[Set exercise 1] Find every line in the entries below that contains the string "offset" and copy each of those lines. Case counts.

[Source extract]
** BEGIN **

There is also uncertainty about what happened to Chichen Itza to cause its decline and eventual abandonment. The traditional account is that the city rose to prominence in the 9th century and became the leading power of what is known as the Late/Terminal Classic period.
This does not necessarily mean that it was the capital of a Mayan empire, because the lack of pack animals and the limitations of Mayan agriculture tended to restrict the military reach of Mayan city-states, so that the control of any one king could not extend much further than his own power base.
But Chichen Itza was the dominant force in the region, its authority possibly bolstered by the prestige of its Sacred Cenote. After two centuries of this hegemony, it lost control after a civil war, recorded in the Mayan chronicles, which eventually led to the razing of the city in around 1250 CE, testified to by the burnt remnants of some of the temples atop its pyramids.
More recently, however, this chronology has been challenged, with dating of the site by radiocarbon dating and analysis of ceramic styles suggesting that it actually collapsed in around 1000 CE, just when it was previously thought to have been at the height of its power.
Such an early date would also seem to rule out Toltec influence on the city, since the Toltecs did not flourish until after this date. Whatever the actual date of its decline, Mayan sources suggest that the site was not forgotten because of the Sacred Cenote, which pilgrims continued to visit.
The Sacred Cenote
The key to Chichen Itza’s power was its cenotes. The northern lowlands of Yucatan can be arid, with rainfall coming intermittently and unpredictably (and often destructively, in the form of hurricanes), and no rivers or streams of any sort.
The strange geology of the region, with porous and easily eroded karst limestone, which is low-lying and thus very close to the water table, means, however, that water is accessible through the cenotes and these supplied the Maya with water and made it possible to support sizeable populations in an otherwise inhospitable region.

** END **

[Given information]
** BEGIN **

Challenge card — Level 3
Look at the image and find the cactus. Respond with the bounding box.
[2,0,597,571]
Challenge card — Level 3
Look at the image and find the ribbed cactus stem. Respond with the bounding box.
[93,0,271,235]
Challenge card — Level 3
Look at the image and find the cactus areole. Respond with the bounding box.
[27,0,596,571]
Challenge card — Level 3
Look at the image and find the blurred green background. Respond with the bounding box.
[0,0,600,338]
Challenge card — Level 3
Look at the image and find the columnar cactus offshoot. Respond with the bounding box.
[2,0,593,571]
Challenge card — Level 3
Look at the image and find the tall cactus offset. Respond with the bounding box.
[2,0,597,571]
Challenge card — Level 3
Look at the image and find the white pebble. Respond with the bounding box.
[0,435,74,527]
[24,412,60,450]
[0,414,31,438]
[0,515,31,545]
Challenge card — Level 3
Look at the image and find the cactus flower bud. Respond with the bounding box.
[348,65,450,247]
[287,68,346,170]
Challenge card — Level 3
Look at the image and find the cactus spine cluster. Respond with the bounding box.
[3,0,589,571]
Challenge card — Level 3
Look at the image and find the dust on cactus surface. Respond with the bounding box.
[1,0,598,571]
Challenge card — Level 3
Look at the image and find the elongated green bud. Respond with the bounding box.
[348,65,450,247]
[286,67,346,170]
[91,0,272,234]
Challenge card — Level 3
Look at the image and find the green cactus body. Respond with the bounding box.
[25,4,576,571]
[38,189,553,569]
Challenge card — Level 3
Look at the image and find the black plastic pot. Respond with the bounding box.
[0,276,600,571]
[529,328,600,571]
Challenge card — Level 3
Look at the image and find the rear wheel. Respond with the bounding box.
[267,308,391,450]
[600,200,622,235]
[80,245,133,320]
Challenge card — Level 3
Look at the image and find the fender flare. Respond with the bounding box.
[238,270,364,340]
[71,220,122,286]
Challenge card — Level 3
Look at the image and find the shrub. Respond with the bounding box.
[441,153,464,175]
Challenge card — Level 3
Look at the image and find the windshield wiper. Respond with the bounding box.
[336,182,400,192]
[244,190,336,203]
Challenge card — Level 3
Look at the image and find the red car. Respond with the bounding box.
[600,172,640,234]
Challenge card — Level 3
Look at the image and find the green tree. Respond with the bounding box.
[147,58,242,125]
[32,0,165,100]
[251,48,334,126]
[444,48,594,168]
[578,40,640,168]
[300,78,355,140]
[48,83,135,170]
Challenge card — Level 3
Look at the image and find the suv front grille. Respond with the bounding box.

** END **

[Set exercise 2] According to the Chichen Itza passage, around what year do radiocarbon dating and ceramic analysis suggest the city actually collapsed?

[Final result 1]
Look at the image and find the tall cactus offset. Respond with the bounding box.

[Final result 2] Around 1000 CE.